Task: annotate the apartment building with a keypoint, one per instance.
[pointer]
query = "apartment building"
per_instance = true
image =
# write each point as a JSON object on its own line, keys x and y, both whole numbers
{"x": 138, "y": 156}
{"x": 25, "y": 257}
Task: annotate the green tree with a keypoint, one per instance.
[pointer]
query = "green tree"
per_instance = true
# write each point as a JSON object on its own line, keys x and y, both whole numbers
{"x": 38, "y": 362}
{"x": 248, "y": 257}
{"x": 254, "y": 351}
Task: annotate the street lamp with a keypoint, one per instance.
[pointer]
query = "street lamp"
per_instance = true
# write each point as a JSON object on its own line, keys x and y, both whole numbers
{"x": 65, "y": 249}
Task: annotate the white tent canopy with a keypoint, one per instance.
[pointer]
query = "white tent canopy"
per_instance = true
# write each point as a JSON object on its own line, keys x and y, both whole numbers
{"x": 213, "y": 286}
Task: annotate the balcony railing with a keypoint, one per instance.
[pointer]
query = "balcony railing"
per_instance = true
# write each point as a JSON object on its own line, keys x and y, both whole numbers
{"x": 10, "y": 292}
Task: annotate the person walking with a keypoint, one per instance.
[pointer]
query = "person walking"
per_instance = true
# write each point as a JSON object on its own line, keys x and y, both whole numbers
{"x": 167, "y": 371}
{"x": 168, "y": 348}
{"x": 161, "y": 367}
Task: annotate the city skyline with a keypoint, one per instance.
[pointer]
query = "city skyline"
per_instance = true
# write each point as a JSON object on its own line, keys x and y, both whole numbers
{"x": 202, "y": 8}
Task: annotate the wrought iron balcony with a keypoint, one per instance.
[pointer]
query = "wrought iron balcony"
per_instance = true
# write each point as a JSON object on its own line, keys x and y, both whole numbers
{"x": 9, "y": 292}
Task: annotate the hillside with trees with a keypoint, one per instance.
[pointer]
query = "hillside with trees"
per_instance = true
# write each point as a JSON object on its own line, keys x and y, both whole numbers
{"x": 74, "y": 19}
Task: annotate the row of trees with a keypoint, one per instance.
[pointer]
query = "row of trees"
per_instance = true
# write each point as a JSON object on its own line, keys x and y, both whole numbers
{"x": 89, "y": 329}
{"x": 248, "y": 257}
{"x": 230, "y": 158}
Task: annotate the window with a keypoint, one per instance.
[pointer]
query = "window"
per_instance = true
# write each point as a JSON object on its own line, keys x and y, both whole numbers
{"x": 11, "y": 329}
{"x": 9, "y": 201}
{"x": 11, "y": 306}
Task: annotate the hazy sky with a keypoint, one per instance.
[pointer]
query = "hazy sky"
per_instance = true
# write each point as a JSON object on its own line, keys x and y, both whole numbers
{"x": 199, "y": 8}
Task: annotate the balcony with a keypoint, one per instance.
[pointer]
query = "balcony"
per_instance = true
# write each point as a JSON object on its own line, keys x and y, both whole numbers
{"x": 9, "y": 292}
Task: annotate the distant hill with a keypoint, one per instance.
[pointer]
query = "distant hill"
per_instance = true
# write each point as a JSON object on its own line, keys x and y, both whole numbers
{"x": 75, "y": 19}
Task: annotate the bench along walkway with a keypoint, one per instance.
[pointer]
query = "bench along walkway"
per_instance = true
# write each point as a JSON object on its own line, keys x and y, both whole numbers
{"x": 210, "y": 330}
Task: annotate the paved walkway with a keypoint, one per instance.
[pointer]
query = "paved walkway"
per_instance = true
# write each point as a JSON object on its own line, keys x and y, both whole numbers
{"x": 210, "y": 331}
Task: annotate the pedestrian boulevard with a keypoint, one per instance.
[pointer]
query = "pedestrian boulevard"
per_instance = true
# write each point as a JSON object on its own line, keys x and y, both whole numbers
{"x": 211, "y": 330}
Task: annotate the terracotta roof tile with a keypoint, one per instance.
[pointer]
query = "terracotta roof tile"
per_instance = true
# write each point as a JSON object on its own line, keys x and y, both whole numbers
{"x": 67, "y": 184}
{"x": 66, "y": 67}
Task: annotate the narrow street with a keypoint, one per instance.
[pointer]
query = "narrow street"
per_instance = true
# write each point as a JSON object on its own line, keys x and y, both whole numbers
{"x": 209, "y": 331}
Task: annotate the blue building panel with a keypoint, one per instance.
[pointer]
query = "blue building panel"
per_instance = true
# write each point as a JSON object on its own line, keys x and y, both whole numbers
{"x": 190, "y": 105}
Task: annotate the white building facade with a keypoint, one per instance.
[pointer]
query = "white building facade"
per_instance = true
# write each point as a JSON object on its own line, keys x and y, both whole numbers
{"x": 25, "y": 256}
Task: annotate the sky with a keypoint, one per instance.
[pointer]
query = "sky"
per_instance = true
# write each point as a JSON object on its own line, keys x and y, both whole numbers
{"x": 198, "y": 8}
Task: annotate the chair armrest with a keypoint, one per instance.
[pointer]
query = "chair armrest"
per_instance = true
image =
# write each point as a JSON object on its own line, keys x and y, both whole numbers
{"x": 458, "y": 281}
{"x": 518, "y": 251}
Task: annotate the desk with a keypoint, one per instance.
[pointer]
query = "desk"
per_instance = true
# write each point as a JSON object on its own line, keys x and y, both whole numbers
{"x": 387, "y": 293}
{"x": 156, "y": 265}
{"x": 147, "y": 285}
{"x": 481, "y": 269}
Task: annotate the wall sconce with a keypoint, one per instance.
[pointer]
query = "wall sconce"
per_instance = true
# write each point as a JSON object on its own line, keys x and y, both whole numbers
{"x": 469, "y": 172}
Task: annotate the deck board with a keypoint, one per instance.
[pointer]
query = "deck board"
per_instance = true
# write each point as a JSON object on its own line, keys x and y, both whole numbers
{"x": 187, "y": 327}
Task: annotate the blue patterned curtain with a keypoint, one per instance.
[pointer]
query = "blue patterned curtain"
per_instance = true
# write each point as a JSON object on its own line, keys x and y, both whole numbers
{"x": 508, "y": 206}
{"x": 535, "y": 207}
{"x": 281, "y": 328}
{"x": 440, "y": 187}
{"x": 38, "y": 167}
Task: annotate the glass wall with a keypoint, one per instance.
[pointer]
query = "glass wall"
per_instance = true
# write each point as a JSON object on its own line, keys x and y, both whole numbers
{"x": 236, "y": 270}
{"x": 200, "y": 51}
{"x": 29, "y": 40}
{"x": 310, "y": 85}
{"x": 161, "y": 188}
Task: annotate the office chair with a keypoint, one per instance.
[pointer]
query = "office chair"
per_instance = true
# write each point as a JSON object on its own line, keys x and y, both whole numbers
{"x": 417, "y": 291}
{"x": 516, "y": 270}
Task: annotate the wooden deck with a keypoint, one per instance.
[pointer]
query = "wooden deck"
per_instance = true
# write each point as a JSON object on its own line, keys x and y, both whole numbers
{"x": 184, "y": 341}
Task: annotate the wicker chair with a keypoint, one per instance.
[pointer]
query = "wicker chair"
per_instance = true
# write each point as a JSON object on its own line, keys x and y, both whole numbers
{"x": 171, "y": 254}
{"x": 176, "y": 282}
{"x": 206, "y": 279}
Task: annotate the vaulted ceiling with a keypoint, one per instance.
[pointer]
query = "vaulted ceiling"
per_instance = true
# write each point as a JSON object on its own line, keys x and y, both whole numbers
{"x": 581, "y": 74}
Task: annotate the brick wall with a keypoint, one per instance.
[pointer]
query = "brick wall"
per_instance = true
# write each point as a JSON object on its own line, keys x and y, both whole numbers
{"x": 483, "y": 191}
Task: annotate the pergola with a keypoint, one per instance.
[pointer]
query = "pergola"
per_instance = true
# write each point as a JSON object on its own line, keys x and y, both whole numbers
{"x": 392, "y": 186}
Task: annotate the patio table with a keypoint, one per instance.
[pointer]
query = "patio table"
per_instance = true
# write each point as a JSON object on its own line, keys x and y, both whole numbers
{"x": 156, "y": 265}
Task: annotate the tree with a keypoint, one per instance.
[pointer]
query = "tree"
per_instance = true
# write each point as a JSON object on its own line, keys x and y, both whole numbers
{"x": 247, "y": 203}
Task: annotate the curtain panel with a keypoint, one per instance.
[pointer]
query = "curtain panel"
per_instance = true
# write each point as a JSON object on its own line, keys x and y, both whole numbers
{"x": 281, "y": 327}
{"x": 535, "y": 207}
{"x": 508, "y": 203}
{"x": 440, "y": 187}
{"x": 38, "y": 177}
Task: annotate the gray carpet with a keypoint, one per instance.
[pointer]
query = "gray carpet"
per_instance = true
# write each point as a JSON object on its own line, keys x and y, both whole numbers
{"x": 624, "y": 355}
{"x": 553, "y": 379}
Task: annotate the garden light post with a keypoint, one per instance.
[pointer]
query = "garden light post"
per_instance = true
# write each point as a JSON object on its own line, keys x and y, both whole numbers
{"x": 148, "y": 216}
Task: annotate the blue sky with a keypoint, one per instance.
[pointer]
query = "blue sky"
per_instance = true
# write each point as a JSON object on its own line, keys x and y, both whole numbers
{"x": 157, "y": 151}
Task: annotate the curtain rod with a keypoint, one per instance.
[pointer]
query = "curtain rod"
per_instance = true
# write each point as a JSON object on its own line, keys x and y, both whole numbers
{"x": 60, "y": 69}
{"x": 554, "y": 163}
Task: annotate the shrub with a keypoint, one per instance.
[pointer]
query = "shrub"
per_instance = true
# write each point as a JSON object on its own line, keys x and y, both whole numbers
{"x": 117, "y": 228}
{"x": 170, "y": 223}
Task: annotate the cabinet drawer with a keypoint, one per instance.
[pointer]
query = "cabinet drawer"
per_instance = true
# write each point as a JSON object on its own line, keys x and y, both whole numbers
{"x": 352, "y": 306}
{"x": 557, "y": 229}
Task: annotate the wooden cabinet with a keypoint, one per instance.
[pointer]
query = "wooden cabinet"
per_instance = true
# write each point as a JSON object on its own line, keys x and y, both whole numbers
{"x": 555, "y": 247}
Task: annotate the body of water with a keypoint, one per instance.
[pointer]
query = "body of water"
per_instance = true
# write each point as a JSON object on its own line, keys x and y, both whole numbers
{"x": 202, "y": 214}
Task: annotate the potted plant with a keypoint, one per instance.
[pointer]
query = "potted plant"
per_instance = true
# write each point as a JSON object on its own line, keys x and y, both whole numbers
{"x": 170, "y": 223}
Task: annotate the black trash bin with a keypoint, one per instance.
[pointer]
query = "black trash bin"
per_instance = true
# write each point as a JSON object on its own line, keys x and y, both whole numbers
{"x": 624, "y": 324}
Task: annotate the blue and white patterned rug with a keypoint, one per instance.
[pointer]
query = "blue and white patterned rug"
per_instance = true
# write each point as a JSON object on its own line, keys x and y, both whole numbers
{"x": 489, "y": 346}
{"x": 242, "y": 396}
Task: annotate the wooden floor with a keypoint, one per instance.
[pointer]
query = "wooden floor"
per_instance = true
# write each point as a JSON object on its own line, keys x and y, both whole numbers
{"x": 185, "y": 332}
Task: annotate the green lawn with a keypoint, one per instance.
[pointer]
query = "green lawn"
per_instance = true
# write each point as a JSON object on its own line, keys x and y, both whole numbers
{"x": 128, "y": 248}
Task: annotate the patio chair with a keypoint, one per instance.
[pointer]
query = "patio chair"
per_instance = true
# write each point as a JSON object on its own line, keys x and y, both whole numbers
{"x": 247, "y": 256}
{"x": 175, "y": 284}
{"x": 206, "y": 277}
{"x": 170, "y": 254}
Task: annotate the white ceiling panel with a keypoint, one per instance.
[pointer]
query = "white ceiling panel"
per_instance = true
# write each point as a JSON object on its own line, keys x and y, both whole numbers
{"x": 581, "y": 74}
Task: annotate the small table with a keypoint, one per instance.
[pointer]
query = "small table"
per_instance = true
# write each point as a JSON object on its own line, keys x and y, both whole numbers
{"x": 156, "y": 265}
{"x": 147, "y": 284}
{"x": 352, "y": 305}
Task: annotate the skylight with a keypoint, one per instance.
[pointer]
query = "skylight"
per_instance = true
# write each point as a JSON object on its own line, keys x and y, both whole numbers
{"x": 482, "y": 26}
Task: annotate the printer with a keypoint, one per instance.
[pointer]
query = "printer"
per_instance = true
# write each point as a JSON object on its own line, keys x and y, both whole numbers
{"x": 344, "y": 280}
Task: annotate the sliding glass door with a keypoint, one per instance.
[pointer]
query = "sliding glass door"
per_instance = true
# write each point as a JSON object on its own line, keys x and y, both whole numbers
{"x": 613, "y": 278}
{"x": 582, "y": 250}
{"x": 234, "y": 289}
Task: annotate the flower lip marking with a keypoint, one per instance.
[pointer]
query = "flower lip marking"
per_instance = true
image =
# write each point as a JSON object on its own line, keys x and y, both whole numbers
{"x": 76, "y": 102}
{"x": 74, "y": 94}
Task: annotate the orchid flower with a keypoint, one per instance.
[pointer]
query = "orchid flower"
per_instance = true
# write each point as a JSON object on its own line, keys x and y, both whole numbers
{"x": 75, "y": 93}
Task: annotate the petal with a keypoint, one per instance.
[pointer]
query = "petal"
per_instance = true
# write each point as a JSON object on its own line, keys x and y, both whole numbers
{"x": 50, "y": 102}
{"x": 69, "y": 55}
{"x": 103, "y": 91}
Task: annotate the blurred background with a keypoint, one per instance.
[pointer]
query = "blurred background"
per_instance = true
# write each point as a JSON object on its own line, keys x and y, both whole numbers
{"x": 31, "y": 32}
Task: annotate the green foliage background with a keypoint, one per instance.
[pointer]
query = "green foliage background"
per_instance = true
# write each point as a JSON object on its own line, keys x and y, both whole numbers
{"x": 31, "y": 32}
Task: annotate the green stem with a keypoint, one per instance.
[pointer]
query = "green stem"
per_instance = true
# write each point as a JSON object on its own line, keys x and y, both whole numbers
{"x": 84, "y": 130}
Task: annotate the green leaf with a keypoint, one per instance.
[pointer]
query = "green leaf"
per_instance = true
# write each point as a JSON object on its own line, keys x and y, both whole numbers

TASK GOAL> Reproduce, word for word, the records above from the line that contains "Task: annotate the printer" through the last line of the records, including both ends.

OUTPUT OF THE EXERCISE>
Task: annotate the printer with a keypoint, one per instance.
[pointer]
query = "printer"
per_instance = true
# write each point as a JSON object on its own line, keys x and y, both whole numbers
{"x": 344, "y": 280}
Task: annotate the sliding glass door with a keypoint, one per instance.
[pointer]
query = "sliding glass door"
per_instance = true
# write each point as a JSON object on its own line, keys x and y, both whole numbers
{"x": 613, "y": 278}
{"x": 582, "y": 250}
{"x": 234, "y": 289}
Task: annotate the flower lip marking with a keypoint, one per instance.
[pointer]
query = "flower lip marking"
per_instance = true
image =
# write each point as a JSON object on its own line, keys x and y, both whole numbers
{"x": 76, "y": 102}
{"x": 74, "y": 94}
Task: annotate the orchid flower with a keypoint, one per instance.
[pointer]
query = "orchid flower"
per_instance = true
# write each point as a JSON object on its own line, keys x and y, both whole numbers
{"x": 75, "y": 93}
Task: annotate the petal with a keypoint, one per instance.
[pointer]
query = "petal"
per_instance = true
# write each point as a JSON object on its own line, keys x and y, both whole numbers
{"x": 50, "y": 102}
{"x": 69, "y": 55}
{"x": 103, "y": 91}
Task: annotate the blurred background with a keypoint, one per instance.
[pointer]
query = "blurred background"
per_instance = true
# write each point as a JSON object on its own line, keys x and y, both whole numbers
{"x": 31, "y": 32}
Task: annotate the green foliage background with a keypoint, one per instance.
[pointer]
query = "green foliage background"
per_instance = true
# write each point as a JSON object on its own line, keys x and y, both whole numbers
{"x": 31, "y": 32}
Task: annotate the green stem with a keypoint, one per instance.
[pointer]
query = "green stem"
per_instance = true
# write each point as a JSON object on its own line, keys x and y, both whole numbers
{"x": 84, "y": 130}
Task: annotate the green leaf with a keypoint, one per instance.
[pointer]
query = "green leaf"
per_instance = true
# write each point as a JSON object on its own line, keys x and y, both whole numbers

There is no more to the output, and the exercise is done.